- [SET PROBLEM]
Copy out the stretch of lines from the one containing "Using the labeling tool, outline every horizontal" through the end of the lines below, character for character.

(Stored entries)
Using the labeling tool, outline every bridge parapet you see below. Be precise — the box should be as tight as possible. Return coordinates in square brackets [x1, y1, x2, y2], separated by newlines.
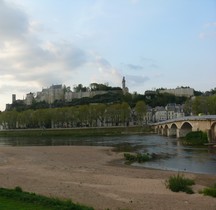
[151, 115, 216, 141]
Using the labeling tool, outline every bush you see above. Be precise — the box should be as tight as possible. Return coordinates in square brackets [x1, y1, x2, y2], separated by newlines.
[200, 183, 216, 198]
[165, 174, 195, 194]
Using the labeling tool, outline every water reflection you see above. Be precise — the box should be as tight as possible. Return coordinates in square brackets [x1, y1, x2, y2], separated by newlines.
[0, 135, 216, 174]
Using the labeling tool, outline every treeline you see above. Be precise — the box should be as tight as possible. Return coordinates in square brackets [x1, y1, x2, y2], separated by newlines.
[0, 101, 146, 129]
[184, 95, 216, 115]
[8, 90, 187, 112]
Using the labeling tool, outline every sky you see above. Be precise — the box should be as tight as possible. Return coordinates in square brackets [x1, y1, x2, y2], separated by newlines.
[0, 0, 216, 111]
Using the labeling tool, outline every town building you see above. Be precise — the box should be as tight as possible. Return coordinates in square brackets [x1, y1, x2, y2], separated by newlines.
[159, 87, 194, 98]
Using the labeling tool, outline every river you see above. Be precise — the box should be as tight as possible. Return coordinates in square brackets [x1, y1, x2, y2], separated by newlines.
[0, 135, 216, 174]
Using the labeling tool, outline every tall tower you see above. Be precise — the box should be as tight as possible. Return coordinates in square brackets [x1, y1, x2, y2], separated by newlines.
[122, 77, 126, 91]
[122, 77, 128, 94]
[12, 94, 16, 104]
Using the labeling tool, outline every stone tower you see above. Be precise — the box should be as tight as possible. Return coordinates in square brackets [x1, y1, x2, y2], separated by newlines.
[122, 77, 128, 94]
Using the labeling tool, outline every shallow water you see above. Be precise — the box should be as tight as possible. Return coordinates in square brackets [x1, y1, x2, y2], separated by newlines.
[0, 135, 216, 174]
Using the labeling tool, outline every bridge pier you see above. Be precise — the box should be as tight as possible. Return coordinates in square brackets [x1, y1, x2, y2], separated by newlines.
[167, 128, 177, 136]
[176, 128, 191, 138]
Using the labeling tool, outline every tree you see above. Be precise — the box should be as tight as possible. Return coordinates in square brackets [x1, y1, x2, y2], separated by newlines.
[135, 101, 147, 125]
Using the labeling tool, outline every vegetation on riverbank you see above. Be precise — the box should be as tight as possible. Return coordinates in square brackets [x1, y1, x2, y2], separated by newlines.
[165, 174, 195, 194]
[0, 126, 151, 137]
[182, 131, 208, 145]
[200, 183, 216, 198]
[0, 187, 94, 210]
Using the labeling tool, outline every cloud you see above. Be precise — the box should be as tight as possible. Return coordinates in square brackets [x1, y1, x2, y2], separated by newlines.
[126, 75, 149, 86]
[0, 0, 29, 39]
[126, 64, 143, 70]
[0, 0, 122, 109]
[199, 22, 216, 39]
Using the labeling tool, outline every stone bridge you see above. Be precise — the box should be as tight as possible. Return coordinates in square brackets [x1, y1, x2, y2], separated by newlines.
[152, 115, 216, 142]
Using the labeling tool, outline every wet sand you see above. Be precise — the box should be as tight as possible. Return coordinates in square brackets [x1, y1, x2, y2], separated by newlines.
[0, 146, 216, 210]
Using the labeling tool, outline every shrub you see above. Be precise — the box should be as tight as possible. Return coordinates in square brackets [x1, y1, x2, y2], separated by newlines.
[165, 174, 195, 194]
[200, 183, 216, 198]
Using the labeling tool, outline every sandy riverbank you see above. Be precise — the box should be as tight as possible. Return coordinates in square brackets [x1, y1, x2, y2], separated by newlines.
[0, 146, 216, 210]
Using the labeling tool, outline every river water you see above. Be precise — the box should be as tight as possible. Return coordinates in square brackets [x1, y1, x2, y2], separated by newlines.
[0, 135, 216, 174]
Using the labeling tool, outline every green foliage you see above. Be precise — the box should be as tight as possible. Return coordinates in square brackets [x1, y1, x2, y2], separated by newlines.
[0, 187, 94, 210]
[182, 131, 208, 145]
[165, 174, 195, 194]
[200, 183, 216, 198]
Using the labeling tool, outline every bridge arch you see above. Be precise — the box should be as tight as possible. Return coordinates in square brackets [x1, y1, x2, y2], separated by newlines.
[168, 123, 178, 137]
[210, 122, 216, 141]
[177, 122, 193, 138]
[158, 125, 163, 135]
[163, 125, 169, 136]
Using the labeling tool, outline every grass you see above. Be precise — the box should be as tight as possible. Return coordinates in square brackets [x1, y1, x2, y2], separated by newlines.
[200, 183, 216, 198]
[165, 174, 195, 194]
[0, 187, 94, 210]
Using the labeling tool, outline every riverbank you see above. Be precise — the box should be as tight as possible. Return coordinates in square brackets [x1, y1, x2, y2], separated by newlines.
[0, 126, 152, 138]
[0, 146, 216, 210]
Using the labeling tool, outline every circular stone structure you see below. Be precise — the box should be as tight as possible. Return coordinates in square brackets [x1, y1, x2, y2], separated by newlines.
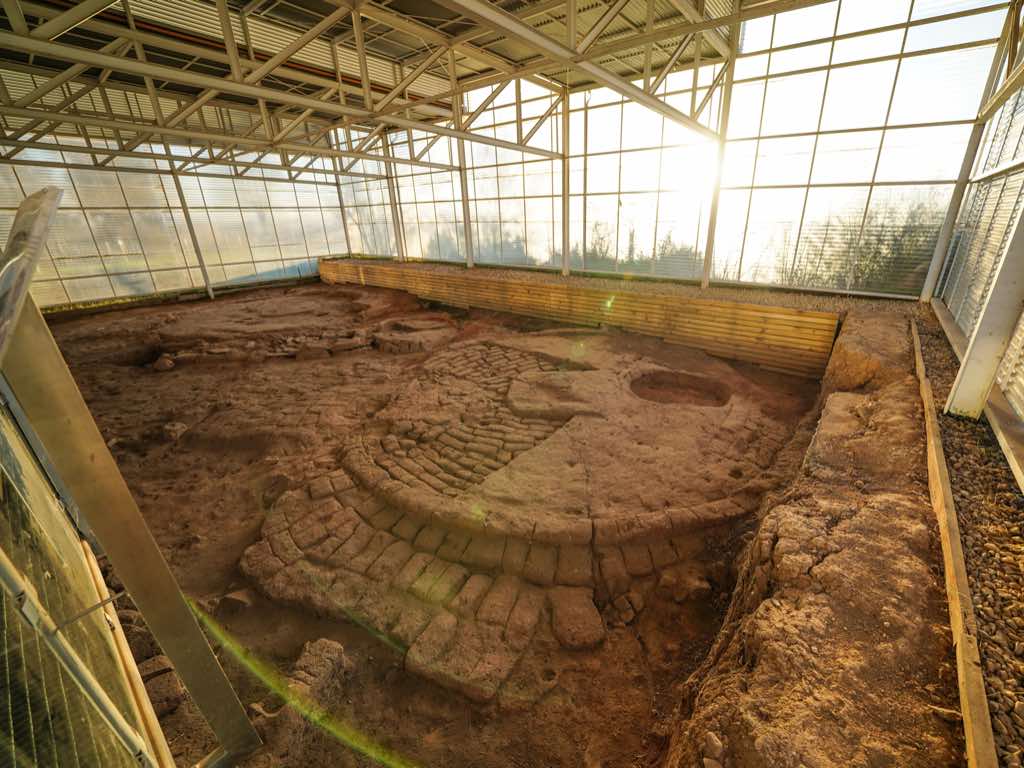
[242, 333, 808, 701]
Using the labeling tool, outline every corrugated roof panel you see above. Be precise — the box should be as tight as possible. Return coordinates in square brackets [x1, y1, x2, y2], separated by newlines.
[132, 0, 447, 95]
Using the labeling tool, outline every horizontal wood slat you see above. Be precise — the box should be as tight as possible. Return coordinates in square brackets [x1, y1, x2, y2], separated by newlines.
[319, 259, 839, 378]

- [RESULT OF THIS TASK]
Using the labeling tool, outline every horizontal wood slat you see above. Be precise — the box should be as tight as possible. Return coordinates in square brackets [x1, y1, x2, y2], separated by newlines.
[319, 259, 839, 378]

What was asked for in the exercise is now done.